● **WRITTEN EXERCISE 1**:
According to the passage on ontologies and RDF mapping, which tag does RML use in place of LogicalTable?
● **WRITTEN EXERCISE 2**:
Repeat word for word the part of the passage on ontologies and RDF mapping between "The mapping language" and "as RDF graphs.", inclusive.

● **PAGE TEXT**:

# # # #

Ideally, the ontology patterns of the core ontologies are reused in the domain ontologies [57], as shown in Figure 4. However, since it cannot be assumed that all domain ontologies are aligned with a foundational or core ontology, the option that domain ontologies are developed and maintained independently must also be considered. In this case, domain knowledge can be reused in core ontologies by applying the Descriptions and Situations (DnS) ontology pattern of the foundational ontology DOLCE. The DnS ontology pattern is an ontological formalization of context [109] by defining different views using roles. These roles can refer to domain ontologies and allow a clear separation of the structured knowledge of the core ontology and domain-specific knowledge. To model a network of ontologies, such as the example described above, the Web Ontology Language (OWL) and its ability to axiomatize using description logic [12] is used. In addition to being used to model a distributed knowledge representation and integration, OWL, is also used in particular to derive inferences from this knowledge, which is described in Section 6.

Graph data can be created by transforming legacy data via a data integration system [98], which consists of a unified schema, data sources, and mapping rules. These mapping rules define the concepts within the schema and establish links to the data sources. By employing declarative definitions, knowledge graph creation promotes modularity and reusability. This approach allows users to trace the entire graph creation process, leading to improved transparency and ease of maintenance.

To enable comprehensive and extensive graph specification, mappings and transformations have been developed to convert data from various storage models into Semantic Web data models like RDF. These mappings and transformations facilitate the mapping of data into RDF, thereby supporting the integration of diverse data sources into the Semantic Web.

The mapping language R2RML [37] defines mapping rules from relational databases (relational data models) to RDF graphs. These mappings themselves are also RDF triples [15]. Because of its compact representation, Turtle is considered a user-friendly notation of RDF graphs. The structure of R2RML is illustrated in Figure 5; essentially, table contents are mapped to triples by the classes SubjectMap, PredicateMap, and ObjectMap. If the object is a reference to another table, this reference is called RefObjectMap. Here, SubjectMap contains primary key attributes of the corresponding table. Thus, there exists a mapping rule representable in RDF graphs by means of which tables of relational databases can be represented as RDF graphs.

The RDF Mapping Language (RML)[42] extends R2RML to encompass the definition of logical sources in various formats, including CSV, JSON, XML, and HTML. This enhancement enables RML to introduce new operators that facilitate the integration of data from diverse sources into the Semantic Web. Thus, instead of LogicalTable, RML includes the tag LogicalSource, to allow for the retrieval of data in several formats. Additionally, RML resorts to W3C-standardized vocabularies and enables the definition of retrieval procedures to collect data from Web APIs or databases. R2RML and RDF mapping rules are expressed in RDF, and their graphs document how classes and properties in one or various ontologies that are part of an RDF graph are populated from data collected from potentially heterogeneous data sources.

# # # #

● **DATA EXCERPTS**:
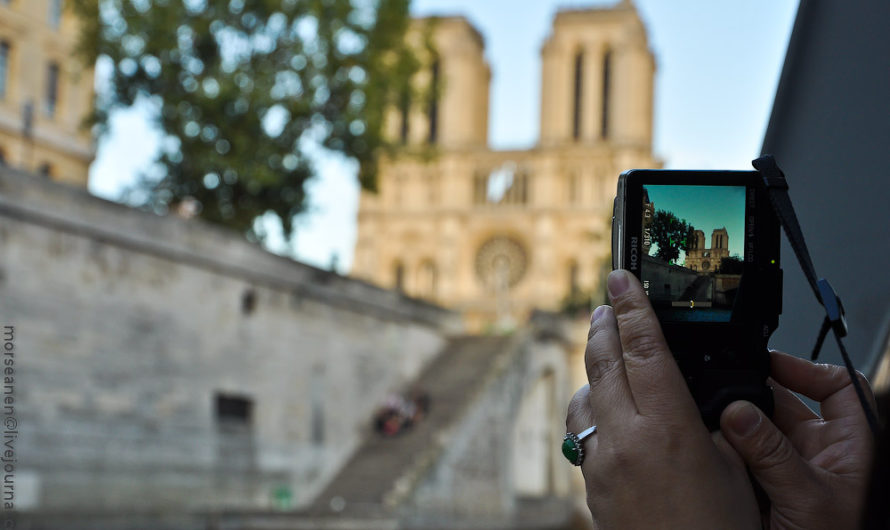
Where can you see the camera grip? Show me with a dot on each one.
(714, 390)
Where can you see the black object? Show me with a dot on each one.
(835, 320)
(716, 319)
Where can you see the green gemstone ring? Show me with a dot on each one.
(572, 446)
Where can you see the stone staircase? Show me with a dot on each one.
(369, 483)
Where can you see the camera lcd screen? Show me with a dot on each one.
(693, 243)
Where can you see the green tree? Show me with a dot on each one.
(671, 235)
(247, 91)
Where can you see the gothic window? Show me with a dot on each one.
(574, 188)
(607, 85)
(576, 100)
(501, 262)
(480, 188)
(433, 188)
(404, 115)
(434, 102)
(518, 192)
(574, 286)
(52, 89)
(399, 276)
(55, 13)
(4, 67)
(427, 278)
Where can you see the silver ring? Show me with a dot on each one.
(572, 446)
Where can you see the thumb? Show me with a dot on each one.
(766, 450)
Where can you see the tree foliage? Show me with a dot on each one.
(248, 90)
(671, 235)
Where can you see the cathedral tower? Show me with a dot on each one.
(495, 234)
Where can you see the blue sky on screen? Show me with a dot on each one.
(706, 208)
(718, 64)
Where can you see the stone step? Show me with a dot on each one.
(450, 380)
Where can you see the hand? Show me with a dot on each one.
(651, 463)
(814, 469)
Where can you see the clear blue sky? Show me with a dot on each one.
(718, 65)
(706, 208)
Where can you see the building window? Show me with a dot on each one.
(52, 89)
(574, 286)
(607, 83)
(55, 13)
(576, 100)
(233, 410)
(434, 102)
(427, 279)
(399, 276)
(4, 67)
(574, 190)
(235, 448)
(404, 113)
(45, 169)
(480, 187)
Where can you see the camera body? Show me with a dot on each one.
(705, 246)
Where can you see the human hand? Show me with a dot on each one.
(814, 469)
(652, 463)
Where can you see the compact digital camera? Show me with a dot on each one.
(705, 246)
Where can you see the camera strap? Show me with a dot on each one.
(835, 319)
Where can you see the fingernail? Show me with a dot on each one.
(597, 313)
(617, 283)
(745, 419)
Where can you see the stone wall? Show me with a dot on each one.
(507, 445)
(166, 365)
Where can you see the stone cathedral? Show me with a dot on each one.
(494, 234)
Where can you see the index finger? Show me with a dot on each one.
(655, 380)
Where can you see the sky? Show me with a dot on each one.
(706, 208)
(718, 65)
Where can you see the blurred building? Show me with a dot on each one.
(708, 259)
(45, 92)
(495, 234)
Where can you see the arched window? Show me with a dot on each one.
(52, 89)
(4, 67)
(404, 114)
(574, 188)
(399, 276)
(574, 285)
(607, 85)
(576, 99)
(427, 279)
(433, 111)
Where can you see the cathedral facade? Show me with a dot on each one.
(497, 233)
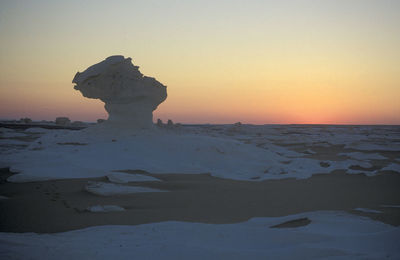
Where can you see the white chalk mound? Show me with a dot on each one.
(129, 97)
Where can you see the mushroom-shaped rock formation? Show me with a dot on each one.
(130, 98)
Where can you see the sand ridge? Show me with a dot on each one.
(60, 205)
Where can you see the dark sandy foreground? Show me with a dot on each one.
(55, 206)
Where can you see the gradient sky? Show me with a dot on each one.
(329, 62)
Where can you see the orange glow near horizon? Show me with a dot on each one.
(258, 62)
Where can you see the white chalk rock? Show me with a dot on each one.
(130, 98)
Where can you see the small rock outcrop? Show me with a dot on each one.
(130, 98)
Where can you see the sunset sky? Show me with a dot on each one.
(260, 62)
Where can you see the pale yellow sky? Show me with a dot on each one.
(223, 61)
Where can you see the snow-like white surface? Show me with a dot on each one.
(105, 208)
(368, 210)
(121, 177)
(244, 153)
(111, 189)
(330, 235)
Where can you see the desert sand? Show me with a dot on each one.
(61, 205)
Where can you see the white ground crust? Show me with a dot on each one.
(368, 210)
(120, 177)
(235, 152)
(330, 235)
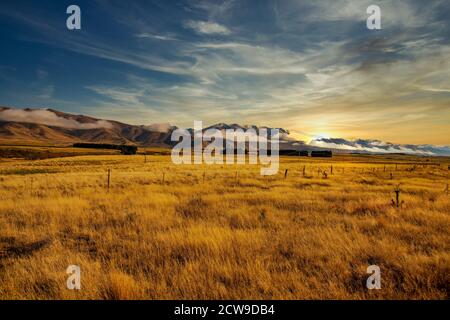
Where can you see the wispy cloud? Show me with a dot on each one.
(206, 27)
(46, 117)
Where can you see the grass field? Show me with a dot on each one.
(163, 231)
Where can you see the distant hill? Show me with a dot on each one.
(52, 127)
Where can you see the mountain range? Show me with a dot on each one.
(52, 127)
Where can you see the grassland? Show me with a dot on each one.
(163, 231)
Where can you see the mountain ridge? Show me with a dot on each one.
(50, 126)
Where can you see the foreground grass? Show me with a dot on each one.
(206, 232)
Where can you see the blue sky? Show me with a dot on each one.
(310, 66)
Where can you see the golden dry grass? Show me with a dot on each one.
(200, 233)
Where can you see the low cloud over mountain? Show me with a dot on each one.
(378, 146)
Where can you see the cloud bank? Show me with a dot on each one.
(49, 118)
(378, 146)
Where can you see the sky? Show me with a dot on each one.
(311, 67)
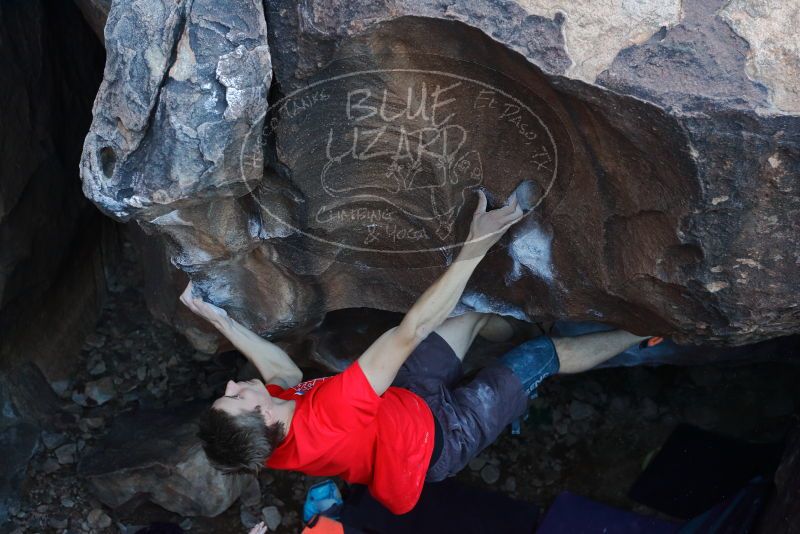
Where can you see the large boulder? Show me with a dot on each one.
(155, 455)
(663, 142)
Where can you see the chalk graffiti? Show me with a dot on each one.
(392, 156)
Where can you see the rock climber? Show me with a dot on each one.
(397, 417)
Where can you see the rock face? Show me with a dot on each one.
(663, 142)
(52, 242)
(156, 455)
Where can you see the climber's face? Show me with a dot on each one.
(246, 396)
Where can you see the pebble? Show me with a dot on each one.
(202, 356)
(98, 519)
(477, 463)
(95, 340)
(98, 368)
(619, 404)
(50, 466)
(272, 517)
(79, 398)
(66, 453)
(248, 520)
(490, 474)
(101, 391)
(52, 440)
(579, 410)
(649, 408)
(57, 523)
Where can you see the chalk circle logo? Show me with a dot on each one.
(388, 161)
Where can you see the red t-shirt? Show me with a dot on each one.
(341, 427)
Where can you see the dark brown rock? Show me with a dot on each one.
(52, 244)
(156, 455)
(666, 176)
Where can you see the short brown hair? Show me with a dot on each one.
(237, 443)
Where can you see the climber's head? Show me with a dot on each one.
(242, 428)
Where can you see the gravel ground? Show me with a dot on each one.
(589, 433)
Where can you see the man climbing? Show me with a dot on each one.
(396, 417)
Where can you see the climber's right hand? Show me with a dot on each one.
(213, 314)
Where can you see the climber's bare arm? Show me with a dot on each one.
(383, 358)
(275, 366)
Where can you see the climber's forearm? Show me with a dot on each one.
(439, 300)
(272, 362)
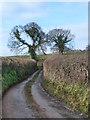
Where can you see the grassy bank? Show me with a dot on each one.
(27, 88)
(15, 70)
(75, 96)
(66, 77)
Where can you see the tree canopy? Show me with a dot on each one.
(36, 35)
(59, 38)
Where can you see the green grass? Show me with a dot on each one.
(27, 88)
(14, 72)
(75, 96)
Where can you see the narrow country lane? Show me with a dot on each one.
(50, 106)
(14, 103)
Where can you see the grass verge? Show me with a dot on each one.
(15, 70)
(27, 88)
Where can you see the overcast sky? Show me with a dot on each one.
(49, 15)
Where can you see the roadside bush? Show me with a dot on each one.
(15, 70)
(66, 77)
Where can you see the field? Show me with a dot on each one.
(66, 77)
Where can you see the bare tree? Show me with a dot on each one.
(36, 35)
(59, 38)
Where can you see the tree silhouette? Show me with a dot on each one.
(59, 38)
(36, 35)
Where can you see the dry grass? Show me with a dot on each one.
(66, 77)
(15, 70)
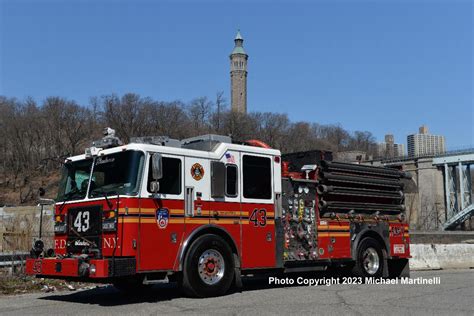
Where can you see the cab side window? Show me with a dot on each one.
(171, 181)
(257, 177)
(231, 181)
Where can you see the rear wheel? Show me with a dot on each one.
(208, 267)
(369, 262)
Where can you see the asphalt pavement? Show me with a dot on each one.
(454, 295)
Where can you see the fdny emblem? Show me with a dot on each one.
(197, 171)
(162, 217)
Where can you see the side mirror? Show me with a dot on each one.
(157, 166)
(154, 186)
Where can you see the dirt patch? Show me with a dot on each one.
(11, 285)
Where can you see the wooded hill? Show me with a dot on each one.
(36, 137)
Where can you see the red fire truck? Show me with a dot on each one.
(204, 211)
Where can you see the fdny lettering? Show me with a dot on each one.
(60, 244)
(396, 231)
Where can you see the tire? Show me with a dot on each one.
(369, 260)
(208, 268)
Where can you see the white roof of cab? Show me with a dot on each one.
(219, 150)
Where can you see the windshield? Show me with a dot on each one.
(112, 174)
(74, 180)
(116, 174)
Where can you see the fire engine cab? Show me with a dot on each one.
(203, 211)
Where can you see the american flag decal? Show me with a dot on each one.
(230, 158)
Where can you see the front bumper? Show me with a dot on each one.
(79, 268)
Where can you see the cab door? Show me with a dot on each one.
(258, 211)
(161, 217)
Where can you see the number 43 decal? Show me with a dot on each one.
(259, 217)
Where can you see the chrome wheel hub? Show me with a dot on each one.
(211, 266)
(371, 261)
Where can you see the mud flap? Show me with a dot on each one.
(237, 274)
(399, 268)
(385, 273)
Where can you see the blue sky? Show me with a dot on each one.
(382, 66)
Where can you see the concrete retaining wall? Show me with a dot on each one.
(441, 256)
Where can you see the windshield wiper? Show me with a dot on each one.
(105, 195)
(68, 197)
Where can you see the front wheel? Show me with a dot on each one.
(369, 262)
(208, 267)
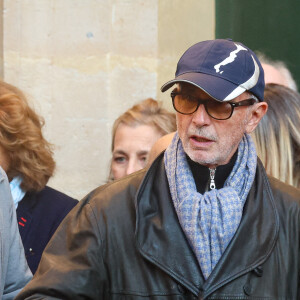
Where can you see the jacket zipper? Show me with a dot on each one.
(212, 173)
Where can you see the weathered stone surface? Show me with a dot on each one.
(84, 62)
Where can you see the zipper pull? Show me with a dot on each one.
(212, 172)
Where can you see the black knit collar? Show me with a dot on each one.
(201, 174)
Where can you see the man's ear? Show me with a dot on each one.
(257, 112)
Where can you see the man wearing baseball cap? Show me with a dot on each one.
(204, 221)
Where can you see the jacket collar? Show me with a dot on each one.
(161, 240)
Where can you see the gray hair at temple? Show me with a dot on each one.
(276, 71)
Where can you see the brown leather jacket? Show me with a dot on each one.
(123, 241)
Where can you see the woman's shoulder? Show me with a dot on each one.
(48, 199)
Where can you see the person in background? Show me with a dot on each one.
(134, 133)
(277, 136)
(276, 71)
(27, 158)
(14, 271)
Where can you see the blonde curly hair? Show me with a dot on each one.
(29, 154)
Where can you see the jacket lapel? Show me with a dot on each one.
(255, 238)
(159, 236)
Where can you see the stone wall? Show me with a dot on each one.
(83, 62)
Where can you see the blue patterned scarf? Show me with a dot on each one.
(209, 220)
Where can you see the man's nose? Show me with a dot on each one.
(201, 117)
(132, 166)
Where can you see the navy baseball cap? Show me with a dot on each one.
(223, 69)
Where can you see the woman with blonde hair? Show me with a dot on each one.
(27, 158)
(135, 132)
(277, 136)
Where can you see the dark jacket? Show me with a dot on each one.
(39, 215)
(124, 241)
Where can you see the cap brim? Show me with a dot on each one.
(217, 88)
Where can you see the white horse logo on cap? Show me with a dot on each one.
(232, 56)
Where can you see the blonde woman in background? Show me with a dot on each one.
(134, 133)
(277, 136)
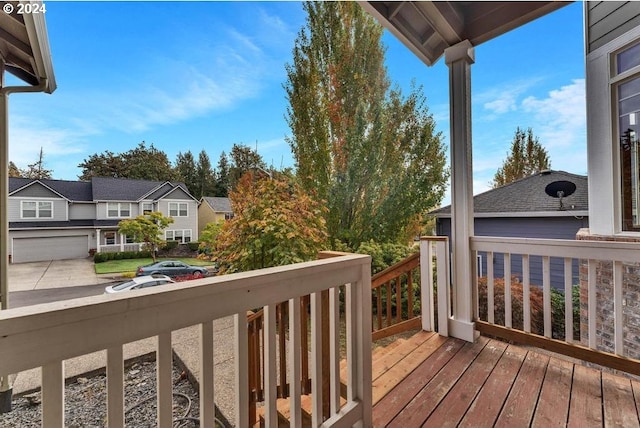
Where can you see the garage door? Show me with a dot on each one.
(55, 248)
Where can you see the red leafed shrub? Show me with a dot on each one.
(537, 315)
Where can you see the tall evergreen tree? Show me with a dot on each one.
(243, 159)
(371, 153)
(37, 169)
(222, 176)
(205, 177)
(185, 168)
(527, 156)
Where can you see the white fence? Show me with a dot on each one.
(45, 336)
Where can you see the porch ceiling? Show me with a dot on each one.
(24, 45)
(429, 27)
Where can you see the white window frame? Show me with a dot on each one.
(121, 209)
(185, 235)
(37, 210)
(616, 79)
(175, 207)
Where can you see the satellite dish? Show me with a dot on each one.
(560, 189)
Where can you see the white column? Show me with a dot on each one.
(459, 59)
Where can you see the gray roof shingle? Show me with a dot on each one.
(527, 195)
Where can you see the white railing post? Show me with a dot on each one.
(241, 350)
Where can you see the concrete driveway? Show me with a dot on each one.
(53, 274)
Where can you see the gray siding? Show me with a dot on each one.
(607, 20)
(551, 228)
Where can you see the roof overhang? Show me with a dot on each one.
(24, 45)
(427, 28)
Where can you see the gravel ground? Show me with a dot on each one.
(85, 401)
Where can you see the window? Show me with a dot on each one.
(183, 236)
(118, 209)
(110, 238)
(626, 88)
(178, 209)
(36, 209)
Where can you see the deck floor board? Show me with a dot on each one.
(490, 383)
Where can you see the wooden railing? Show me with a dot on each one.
(396, 292)
(515, 306)
(46, 335)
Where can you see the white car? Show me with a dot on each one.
(138, 283)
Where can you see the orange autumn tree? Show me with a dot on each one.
(275, 223)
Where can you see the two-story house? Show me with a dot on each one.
(59, 219)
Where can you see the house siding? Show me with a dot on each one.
(607, 20)
(550, 228)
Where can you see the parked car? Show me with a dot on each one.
(139, 282)
(172, 268)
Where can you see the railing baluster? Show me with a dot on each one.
(526, 296)
(490, 289)
(546, 295)
(618, 272)
(53, 394)
(426, 285)
(508, 320)
(115, 387)
(568, 299)
(242, 379)
(592, 305)
(270, 379)
(316, 357)
(295, 389)
(207, 398)
(164, 366)
(334, 346)
(444, 291)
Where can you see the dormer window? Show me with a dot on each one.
(178, 209)
(36, 209)
(118, 209)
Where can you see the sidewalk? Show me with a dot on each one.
(59, 277)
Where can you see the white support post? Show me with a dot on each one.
(459, 59)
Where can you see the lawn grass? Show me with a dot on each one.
(131, 265)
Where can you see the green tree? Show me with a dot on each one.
(370, 152)
(185, 168)
(205, 177)
(275, 223)
(243, 159)
(147, 229)
(14, 171)
(526, 157)
(141, 163)
(37, 169)
(222, 176)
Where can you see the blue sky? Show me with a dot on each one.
(205, 75)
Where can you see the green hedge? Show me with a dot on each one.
(105, 257)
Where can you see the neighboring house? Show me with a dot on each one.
(212, 210)
(522, 209)
(58, 219)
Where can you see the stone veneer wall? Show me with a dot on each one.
(604, 296)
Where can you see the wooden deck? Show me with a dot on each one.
(429, 380)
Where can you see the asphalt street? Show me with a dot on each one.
(48, 295)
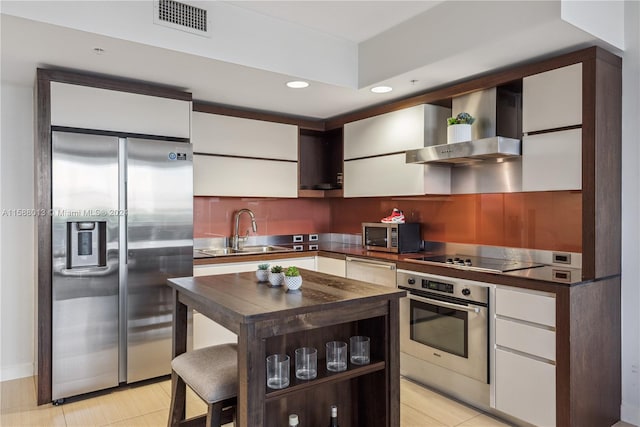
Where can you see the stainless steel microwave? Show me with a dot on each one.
(396, 238)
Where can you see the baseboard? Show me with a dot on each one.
(16, 371)
(630, 413)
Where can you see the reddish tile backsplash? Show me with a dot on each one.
(537, 220)
(213, 216)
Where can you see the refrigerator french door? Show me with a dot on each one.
(122, 223)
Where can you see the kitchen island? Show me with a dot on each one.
(270, 320)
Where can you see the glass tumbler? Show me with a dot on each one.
(359, 347)
(278, 371)
(306, 363)
(336, 356)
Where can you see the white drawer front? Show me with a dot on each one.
(525, 338)
(527, 306)
(526, 388)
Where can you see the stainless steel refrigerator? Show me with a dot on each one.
(122, 223)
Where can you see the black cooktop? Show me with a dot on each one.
(468, 262)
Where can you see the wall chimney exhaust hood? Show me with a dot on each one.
(496, 148)
(495, 133)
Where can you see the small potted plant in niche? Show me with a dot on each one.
(292, 279)
(262, 273)
(276, 276)
(459, 128)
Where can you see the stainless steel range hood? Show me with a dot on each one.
(496, 148)
(495, 132)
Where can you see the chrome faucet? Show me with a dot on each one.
(235, 244)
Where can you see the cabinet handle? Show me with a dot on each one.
(373, 263)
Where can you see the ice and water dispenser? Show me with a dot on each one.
(87, 244)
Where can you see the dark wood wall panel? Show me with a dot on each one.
(595, 353)
(608, 168)
(111, 83)
(228, 110)
(494, 78)
(43, 234)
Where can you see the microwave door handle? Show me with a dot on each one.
(445, 304)
(373, 264)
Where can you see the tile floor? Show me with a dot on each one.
(148, 406)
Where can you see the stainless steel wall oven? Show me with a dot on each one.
(445, 321)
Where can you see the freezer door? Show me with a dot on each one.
(160, 246)
(85, 263)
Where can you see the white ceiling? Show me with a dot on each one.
(355, 21)
(412, 46)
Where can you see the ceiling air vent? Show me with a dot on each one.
(181, 16)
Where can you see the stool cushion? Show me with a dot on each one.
(211, 372)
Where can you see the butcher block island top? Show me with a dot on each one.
(270, 320)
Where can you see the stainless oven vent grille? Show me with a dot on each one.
(181, 16)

# # # #

● **WORKED ANSWER 1**:
LogicalSource

● **WORKED ANSWER 2**:
The mapping language R2RML [37] defines mapping rules from relational databases (relational data models) to RDF graphs. These mappings themselves are also RDF triples [15]. Because of its compact representation, Turtle is considered a user-friendly notation of RDF graphs. The structure of R2RML is illustrated in Figure 5; essentially, table contents are mapped to triples by the classes SubjectMap, PredicateMap, and ObjectMap. If the object is a reference to another table, this reference is called RefObjectMap. Here, SubjectMap contains primary key attributes of the corresponding table. Thus, there exists a mapping rule representable in RDF graphs by means of which tables of relational databases can be represented as RDF graphs.